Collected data
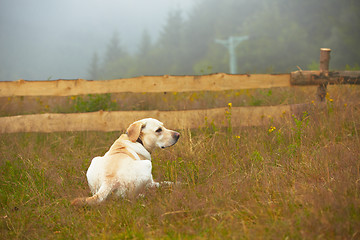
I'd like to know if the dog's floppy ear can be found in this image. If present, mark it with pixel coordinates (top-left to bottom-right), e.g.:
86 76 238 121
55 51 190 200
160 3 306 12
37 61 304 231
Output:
126 122 143 142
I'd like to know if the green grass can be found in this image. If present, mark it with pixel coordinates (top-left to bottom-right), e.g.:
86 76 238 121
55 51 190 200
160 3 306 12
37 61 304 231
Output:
0 88 360 239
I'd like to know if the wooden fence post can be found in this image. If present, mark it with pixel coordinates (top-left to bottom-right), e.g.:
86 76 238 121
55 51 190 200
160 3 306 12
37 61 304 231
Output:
317 48 331 101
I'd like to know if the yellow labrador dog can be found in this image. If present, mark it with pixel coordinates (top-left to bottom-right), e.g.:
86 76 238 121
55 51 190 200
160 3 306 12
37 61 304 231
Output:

* Task goal
Could you reproduce the entries above word for word, omitting the pictures?

* Task solution
I'd like to know if the dog's floppy ear can be found in this image. If present, mark it with pixel coordinates (top-left to bottom-right), e.g.:
86 76 238 121
55 51 190 200
160 3 306 12
37 61 304 231
Output:
126 122 143 142
I'd like to know if the green grass can be found in this image. If present, mark it with pixel coordinates (top-left to bottom-right), e.g.:
86 76 238 121
55 51 190 200
160 3 306 12
37 61 304 231
Output:
0 88 360 239
I'd like to know if the wooden fence post can be found in this image. If present, mark it with pixel coordinates (top-left to bottom-right), e.g.:
86 76 238 121
55 51 190 200
160 3 306 12
37 61 304 231
Output:
317 48 331 101
I'd like to know if the yellow labrador dog can be found in this image. If present, mark it with pixel coordinates (top-left to bottom-right), e.g.:
86 76 238 121
55 51 190 200
160 3 306 12
37 61 304 231
Output:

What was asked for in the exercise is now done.